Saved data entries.
◇ ◇ ◇ ◇
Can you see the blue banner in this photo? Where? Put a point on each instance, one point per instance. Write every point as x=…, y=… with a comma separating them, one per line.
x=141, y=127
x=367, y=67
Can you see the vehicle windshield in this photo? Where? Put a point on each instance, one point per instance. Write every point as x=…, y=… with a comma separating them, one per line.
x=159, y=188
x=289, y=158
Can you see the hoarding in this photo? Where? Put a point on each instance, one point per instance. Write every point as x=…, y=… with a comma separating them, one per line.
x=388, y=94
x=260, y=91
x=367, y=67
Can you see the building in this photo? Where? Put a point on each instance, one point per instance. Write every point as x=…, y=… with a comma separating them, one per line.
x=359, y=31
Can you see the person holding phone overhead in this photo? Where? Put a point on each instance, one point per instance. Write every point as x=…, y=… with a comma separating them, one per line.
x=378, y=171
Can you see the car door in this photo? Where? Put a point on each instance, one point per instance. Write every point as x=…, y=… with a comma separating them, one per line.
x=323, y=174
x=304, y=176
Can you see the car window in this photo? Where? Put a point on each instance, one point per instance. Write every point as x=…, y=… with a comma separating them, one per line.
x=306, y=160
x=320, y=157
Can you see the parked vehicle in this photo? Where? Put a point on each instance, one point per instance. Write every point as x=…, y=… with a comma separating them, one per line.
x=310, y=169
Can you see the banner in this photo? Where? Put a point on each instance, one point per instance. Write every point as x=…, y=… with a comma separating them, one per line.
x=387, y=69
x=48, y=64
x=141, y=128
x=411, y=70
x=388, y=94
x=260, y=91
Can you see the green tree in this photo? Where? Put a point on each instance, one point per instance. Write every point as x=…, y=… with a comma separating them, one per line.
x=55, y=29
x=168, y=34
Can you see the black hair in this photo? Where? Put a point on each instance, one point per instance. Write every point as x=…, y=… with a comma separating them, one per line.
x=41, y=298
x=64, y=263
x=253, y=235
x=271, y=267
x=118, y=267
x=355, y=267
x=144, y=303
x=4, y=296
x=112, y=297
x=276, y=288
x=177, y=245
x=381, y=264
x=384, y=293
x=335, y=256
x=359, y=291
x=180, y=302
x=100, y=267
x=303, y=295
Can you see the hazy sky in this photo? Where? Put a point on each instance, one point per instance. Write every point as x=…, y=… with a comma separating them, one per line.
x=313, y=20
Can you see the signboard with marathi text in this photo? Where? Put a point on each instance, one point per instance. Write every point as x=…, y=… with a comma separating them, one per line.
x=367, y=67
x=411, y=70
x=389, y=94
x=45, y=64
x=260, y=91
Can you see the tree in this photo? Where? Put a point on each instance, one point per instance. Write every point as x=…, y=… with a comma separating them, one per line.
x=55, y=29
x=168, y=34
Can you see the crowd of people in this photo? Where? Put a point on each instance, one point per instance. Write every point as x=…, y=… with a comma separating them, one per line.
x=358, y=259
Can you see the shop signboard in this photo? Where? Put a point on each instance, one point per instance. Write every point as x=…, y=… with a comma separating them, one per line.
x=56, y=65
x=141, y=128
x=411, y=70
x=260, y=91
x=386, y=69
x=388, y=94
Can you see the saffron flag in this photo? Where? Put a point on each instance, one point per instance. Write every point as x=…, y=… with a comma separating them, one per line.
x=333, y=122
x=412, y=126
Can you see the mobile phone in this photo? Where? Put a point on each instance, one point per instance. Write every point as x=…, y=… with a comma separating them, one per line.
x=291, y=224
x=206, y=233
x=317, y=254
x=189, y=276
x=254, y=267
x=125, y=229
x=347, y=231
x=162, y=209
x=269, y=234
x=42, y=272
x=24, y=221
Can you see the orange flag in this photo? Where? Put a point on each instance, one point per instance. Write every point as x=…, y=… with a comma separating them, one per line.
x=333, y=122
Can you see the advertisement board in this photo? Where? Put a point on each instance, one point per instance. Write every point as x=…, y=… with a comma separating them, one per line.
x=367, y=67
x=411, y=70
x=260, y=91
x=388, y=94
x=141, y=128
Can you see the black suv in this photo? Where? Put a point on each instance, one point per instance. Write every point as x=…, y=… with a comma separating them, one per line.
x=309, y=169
◇ ◇ ◇ ◇
Aim of the exercise.
Keep every word the same and copy out all of the entries.

Output for this exercise.
Can you see the blue banner in this photo? Where? Put a point on each instance, one point per instance. Write every point as x=…, y=… with a comma separating them, one per line.
x=141, y=127
x=367, y=67
Can you see the vehicle windshield in this photo? Where? Put a point on each instance, one point per instance. Write every point as x=…, y=… with a comma separating them, one per line.
x=159, y=188
x=289, y=158
Can you see the hoarding in this photo? Where? Put a point on each instance, one point per instance. Write every point as x=…, y=… with a comma separating them, one per line.
x=388, y=94
x=260, y=91
x=367, y=67
Can you see the building in this photo? Where? Put a point on each instance, one point per instance. Write every point as x=…, y=… with a comma separating them, one per line.
x=359, y=31
Can you see the person holding phone overhead in this photo? Where? Put a point on each instance, one point per instance. Write every point as x=…, y=… with a comma separating them, one per line.
x=378, y=171
Can you see the car door in this photo? Where? Put a point on each instance, one point per instance. Write every point as x=…, y=… with a comma separating them, one per line.
x=323, y=174
x=304, y=176
Can you see the car window in this photo? Where? Put a point on each instance, one point per instance. Write every point as x=…, y=… with a comma separating them, one per line.
x=306, y=160
x=320, y=157
Can you see the parked vehicle in this photo? Where? Put a point on each instance, one point per instance. Write every point as x=…, y=… with a comma separating them, one per line.
x=310, y=169
Can you see the banner in this photo? Where? Put a point on each instance, one point per instance. Write every point as x=…, y=… with a comma separating them, one per line.
x=387, y=69
x=48, y=64
x=141, y=128
x=411, y=70
x=388, y=94
x=260, y=91
Can you see the green tree in this photo? Where? Put a point on each instance, one point per instance. Write every point as x=…, y=… with a comma separating them, one per line.
x=55, y=29
x=168, y=34
Can you see the black hair in this photo? Where? Put a point on each instance, one point per instance. Write every point as x=…, y=… with a comma separating them, one per line.
x=41, y=298
x=64, y=263
x=253, y=235
x=271, y=267
x=118, y=267
x=355, y=267
x=144, y=303
x=4, y=296
x=112, y=297
x=276, y=288
x=177, y=245
x=381, y=264
x=384, y=293
x=335, y=256
x=359, y=291
x=180, y=302
x=100, y=267
x=303, y=295
Can you see the hazy sky in this photo? Where? Put a point on each instance, one point per instance. Write every point as x=…, y=… with a comma separating them, one per line.
x=313, y=20
Can you see the signboard with marathi text in this photo? Where? Put a point on each instance, one point per instance. Write every point as x=…, y=… with a comma separating them, one per line.
x=367, y=67
x=411, y=70
x=389, y=94
x=45, y=64
x=260, y=91
Can you see the tree in this photo? Where? Put a point on each instance, one point per instance. Write every point as x=…, y=… with a comma separating them, one per line.
x=55, y=29
x=168, y=34
Can you see the crowd of people in this photo? Where? Put a point on each instance, one point per instance. Write every point as x=…, y=… with a comma separating them, one per line.
x=358, y=259
Can you see the shop signboard in this photo? Where? Put a point on each instance, one point per instance. Write every point as x=…, y=… with a comma separating them, one per line.
x=56, y=65
x=141, y=128
x=411, y=70
x=260, y=91
x=386, y=69
x=388, y=94
Can you see the saffron flag in this photo? Where? Put a point on each instance, one point per instance. Write every point as x=…, y=… with a comma separating them, one per line.
x=333, y=122
x=412, y=126
Can you see the mobile phone in this photo? Where? Put a point on each instance, one point per instance. Write every point as x=…, y=… with a comma separating them, one per line.
x=291, y=224
x=206, y=233
x=317, y=254
x=189, y=276
x=254, y=267
x=125, y=229
x=347, y=231
x=162, y=209
x=269, y=234
x=42, y=272
x=24, y=221
Can you see the orange flag in this photo? Where? Put a point on each instance, one point per instance. Write every point as x=…, y=… with a comma separating them, one per line.
x=333, y=122
Can you see the advertisement board in this photo? Where? Put a point on each instance, one point per instance. Write every point as x=…, y=… with a comma separating them, one per line.
x=367, y=67
x=411, y=70
x=260, y=91
x=388, y=94
x=141, y=128
Can you see the black suv in this photo? Where? Put a point on each instance, one point per instance. Write every point as x=…, y=… with a comma separating them, one per line.
x=309, y=169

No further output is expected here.